Word for word, restate the data that follows, omitting the images.
╭─ DATA PROVIDED
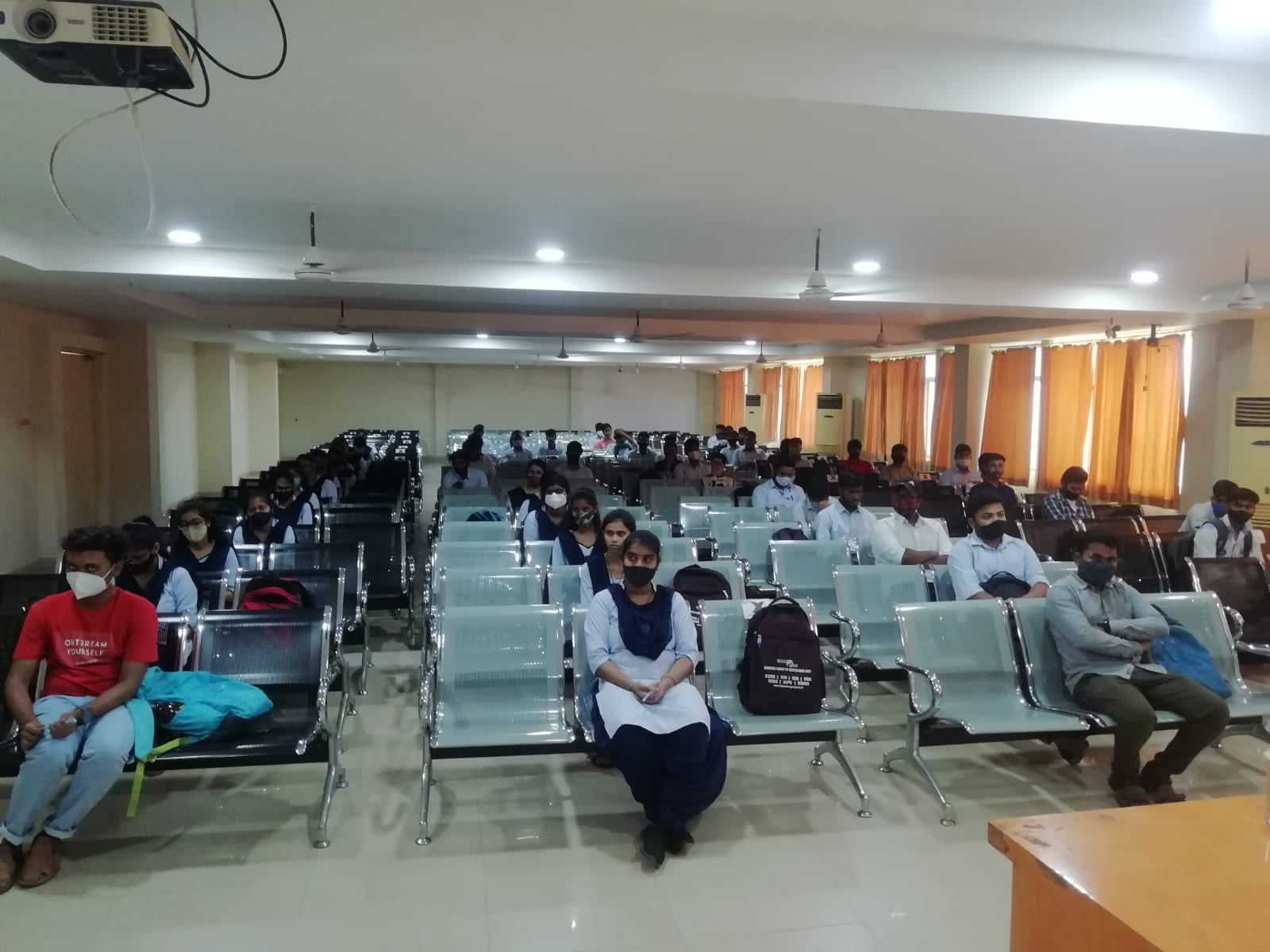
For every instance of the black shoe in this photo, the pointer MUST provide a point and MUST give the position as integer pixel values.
(677, 842)
(652, 844)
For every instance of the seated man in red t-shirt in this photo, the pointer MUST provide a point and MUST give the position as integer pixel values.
(98, 643)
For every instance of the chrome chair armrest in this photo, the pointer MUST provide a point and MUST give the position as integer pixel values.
(933, 679)
(849, 651)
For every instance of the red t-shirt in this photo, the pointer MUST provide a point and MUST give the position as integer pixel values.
(87, 647)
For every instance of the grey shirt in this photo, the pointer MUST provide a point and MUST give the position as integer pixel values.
(1075, 612)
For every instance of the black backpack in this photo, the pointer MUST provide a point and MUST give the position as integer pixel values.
(781, 672)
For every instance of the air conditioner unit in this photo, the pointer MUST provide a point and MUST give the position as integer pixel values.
(1250, 450)
(124, 44)
(829, 423)
(755, 404)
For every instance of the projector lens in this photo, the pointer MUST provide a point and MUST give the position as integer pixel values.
(41, 25)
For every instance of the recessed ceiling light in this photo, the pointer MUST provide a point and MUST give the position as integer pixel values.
(1241, 17)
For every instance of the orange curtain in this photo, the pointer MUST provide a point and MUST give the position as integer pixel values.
(941, 428)
(791, 405)
(1153, 437)
(1066, 397)
(895, 404)
(1111, 404)
(732, 397)
(813, 382)
(770, 391)
(1007, 419)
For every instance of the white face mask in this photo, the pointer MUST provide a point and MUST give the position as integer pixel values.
(87, 584)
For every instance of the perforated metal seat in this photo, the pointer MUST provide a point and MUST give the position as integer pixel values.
(867, 597)
(962, 672)
(806, 570)
(723, 634)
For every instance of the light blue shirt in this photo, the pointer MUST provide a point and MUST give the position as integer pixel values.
(972, 562)
(836, 524)
(768, 495)
(179, 594)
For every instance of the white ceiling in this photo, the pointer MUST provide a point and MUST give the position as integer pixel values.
(1009, 162)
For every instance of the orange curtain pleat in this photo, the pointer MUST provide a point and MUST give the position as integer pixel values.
(1007, 419)
(895, 408)
(791, 405)
(941, 428)
(732, 397)
(1066, 399)
(813, 382)
(1111, 404)
(770, 391)
(1155, 433)
(876, 425)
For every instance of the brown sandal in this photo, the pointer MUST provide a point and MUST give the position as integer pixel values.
(42, 863)
(10, 862)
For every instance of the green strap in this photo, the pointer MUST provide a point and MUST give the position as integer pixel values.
(140, 774)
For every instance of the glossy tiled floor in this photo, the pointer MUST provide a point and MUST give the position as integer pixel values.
(539, 854)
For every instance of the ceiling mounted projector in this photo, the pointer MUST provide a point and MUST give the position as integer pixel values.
(126, 44)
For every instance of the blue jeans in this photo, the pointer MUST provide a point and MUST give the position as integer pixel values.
(98, 752)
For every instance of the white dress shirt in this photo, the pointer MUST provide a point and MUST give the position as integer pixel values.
(895, 533)
(836, 522)
(768, 495)
(972, 562)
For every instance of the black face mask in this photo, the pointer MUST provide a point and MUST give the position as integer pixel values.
(992, 531)
(638, 575)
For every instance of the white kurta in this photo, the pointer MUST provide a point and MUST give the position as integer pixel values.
(681, 706)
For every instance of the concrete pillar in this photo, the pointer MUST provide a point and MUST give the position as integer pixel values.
(972, 366)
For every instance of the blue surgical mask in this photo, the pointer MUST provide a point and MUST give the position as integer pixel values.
(1096, 574)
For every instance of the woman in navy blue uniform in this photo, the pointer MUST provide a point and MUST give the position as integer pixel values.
(262, 527)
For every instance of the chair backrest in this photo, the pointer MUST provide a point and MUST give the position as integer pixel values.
(868, 596)
(751, 541)
(483, 587)
(1041, 664)
(1057, 571)
(806, 570)
(281, 653)
(475, 531)
(327, 587)
(495, 556)
(1048, 537)
(965, 644)
(499, 657)
(539, 554)
(19, 592)
(658, 527)
(729, 569)
(1242, 585)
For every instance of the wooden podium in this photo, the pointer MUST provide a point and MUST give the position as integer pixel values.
(1178, 877)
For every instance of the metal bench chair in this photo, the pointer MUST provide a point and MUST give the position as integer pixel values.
(963, 676)
(495, 685)
(723, 632)
(867, 597)
(804, 570)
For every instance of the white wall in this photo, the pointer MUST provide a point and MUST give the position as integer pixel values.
(318, 399)
(178, 420)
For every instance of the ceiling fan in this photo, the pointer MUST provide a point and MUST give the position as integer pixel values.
(638, 336)
(314, 266)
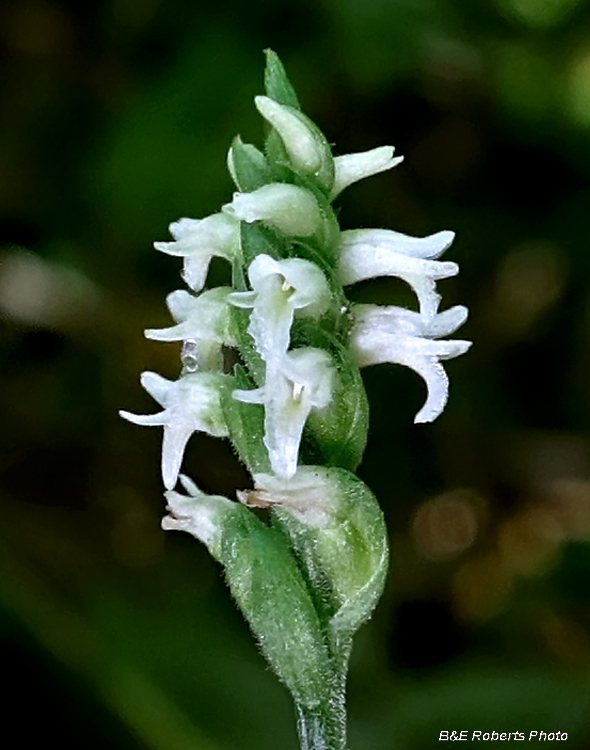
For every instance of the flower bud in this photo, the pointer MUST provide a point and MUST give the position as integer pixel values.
(291, 209)
(306, 146)
(351, 168)
(248, 166)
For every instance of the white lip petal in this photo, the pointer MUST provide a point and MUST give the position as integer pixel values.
(391, 334)
(157, 386)
(199, 240)
(191, 404)
(370, 253)
(430, 247)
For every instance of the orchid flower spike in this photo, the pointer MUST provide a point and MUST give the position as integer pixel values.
(394, 334)
(199, 240)
(369, 253)
(191, 404)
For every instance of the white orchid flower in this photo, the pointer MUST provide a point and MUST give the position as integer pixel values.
(197, 513)
(351, 168)
(191, 404)
(299, 382)
(282, 288)
(291, 209)
(393, 334)
(203, 322)
(199, 240)
(369, 253)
╰─
WORKED SOLUTION
For every instance of the black shoe in this photo, the pointer MUST provide a point and MUST give the position as integer pixel values.
(677, 842)
(652, 844)
For every instance of the seated man in red t-shirt in this photo, the pointer MUST provide a point and MUST give the position as integer pixel values.
(98, 643)
For every instance of the chrome chair armrest in this photo, the pointer MUST provide a point and MUST give the position as integer pixel values.
(933, 679)
(849, 651)
For every instance of the red t-shirt in this photo, the pointer MUST provide a point and MUST give the position as integer pixel values.
(87, 647)
For every instance of the grey shirt in this photo, the pointer MUST provide a point and MUST give the position as integer pixel values.
(1075, 612)
For every instance of the black backpack in this photo, the pointer MUST provide a point and MUST give the position as integer pixel values.
(781, 672)
For every instance of the air conditioner unit in this photo, the pointer MUST provide a point and MUST give the position as integer pixel values.
(1250, 450)
(124, 44)
(829, 423)
(755, 404)
For every instance of the projector lens in this photo, the pointer MUST provide a point and MUST give the position as integer pixel values.
(41, 25)
For every instance of the recessed ceiling light in this photo, the pointer MUST provide a point and MUST give the position as integer pixel values.
(1241, 17)
For every instance of the orange curtain in this photo, the pointer MUST provide a point and MUST give the position as integer pixel values.
(941, 428)
(791, 405)
(1153, 437)
(1066, 397)
(895, 404)
(1111, 404)
(732, 397)
(813, 382)
(770, 391)
(1007, 419)
For every instance of the white face mask in this photo, the pointer MUST provide a point and MUST give the position as integer pixel values.
(87, 584)
For every instance of the perforated metal seat in this photo, the pointer MUST provide a point and MUST give the position as integer pixel values.
(867, 597)
(962, 672)
(806, 570)
(723, 634)
For every instance of the light blue shirt in this photo, the pointer MUST provide a point and MUST give the position as integer pixel values.
(972, 562)
(836, 524)
(768, 495)
(179, 594)
For every instance of the white ceiling in this photo, the pointer MUST provide a point and MUST give the position as integer pixel values.
(1009, 162)
For every instance of the orange curtain pleat in this photo, the pointer MUST provide a point and MUST give the position as integer pixel values.
(1007, 419)
(895, 408)
(791, 405)
(941, 428)
(732, 397)
(1066, 399)
(813, 382)
(1111, 404)
(770, 391)
(1155, 433)
(876, 425)
For every instance of the brown sandal in this photo, the pointer MUST provide a point and MUST give the position as integer pixel values.
(42, 863)
(10, 862)
For every instance of the green strap in this photo, the pointer MUST provide a point and MUST give the position as integer pixel values.
(140, 774)
For every instance of the glossy tiled floor in this photo, the pointer MUST provide a point and MUST give the position as integer pixel values.
(539, 854)
For every instance of the ceiling mounted projector in this photo, the pointer MUST provide a point and MUST give the position as integer pixel values.
(126, 44)
For every instance of the blue jeans in this photo, the pointer MUST provide a point and MUST give the position as integer pixel values.
(98, 752)
For every instance of the white dress shirt in this photo, the pointer MUST provide a point and MUST give the position as integer pixel values.
(895, 533)
(836, 522)
(768, 495)
(972, 562)
For every instance of the black face mask in this photo, the pointer MUST provide a point and MUST give the position as integer pixel values.
(992, 531)
(638, 575)
For every instance of the white kurta in this photo, the pointer MUST provide a point and MUST give the position as integer pixel values.
(681, 706)
For every instance of the concrete pillar in this photo, the pointer MUST provide a point and MUST give the position as integer pixel values.
(972, 366)
For every instance of the blue surgical mask in this photo, the pointer MUST provide a point and MUST give the position as integer pixel values.
(1096, 574)
For every instance of the woman in navy blue uniform in this photo, the pointer MUST provide a point and MUST give the position as integer pixel values.
(262, 527)
For every instance of the chair backrest in this photo, the pointer MUST provide a point and MUST give the position as integer pixel values.
(868, 596)
(751, 541)
(483, 587)
(1041, 664)
(1057, 571)
(806, 570)
(281, 653)
(475, 531)
(327, 587)
(495, 556)
(1048, 537)
(965, 644)
(499, 657)
(539, 554)
(19, 592)
(658, 527)
(729, 569)
(1242, 585)
For every instance of the wooden podium in this photo, the pointer MUST provide a point and MUST give the position as integer pixel values.
(1178, 877)
For every instance of the metal bench chair in this photo, the pointer MUST provide a point and MUST give the position as integer pixel values.
(963, 676)
(495, 685)
(723, 632)
(867, 597)
(804, 570)
For every instance of the white wall in this photo, the pointer MUST provide a point and MUST give the position as integer pixel values.
(318, 399)
(178, 420)
For every instance of the ceiling fan in this photo, the pointer MUST provide a point and MUST give the position as integer pixel values.
(638, 336)
(314, 266)
For every instance of the flower bud in this photo, the pointer MUST provide a point and MUST give the position as integer pixel values.
(291, 209)
(306, 146)
(351, 168)
(248, 166)
For every instance of the white lip petal in this photo, the pointer MUST provide a point and MUST give the position as integer pixel values.
(391, 334)
(157, 386)
(199, 240)
(191, 404)
(370, 253)
(430, 247)
For every instance of the orchid flower spike in this photo, the pointer MUST provide a point and MUST give the position as integer pixel values.
(394, 334)
(199, 240)
(369, 253)
(191, 404)
For every instance of the white orchid flower in this photo, the pointer MUST provide a point and MUST give the position as integer pixel values.
(197, 513)
(351, 168)
(191, 404)
(299, 382)
(282, 288)
(291, 209)
(393, 334)
(203, 322)
(199, 240)
(369, 253)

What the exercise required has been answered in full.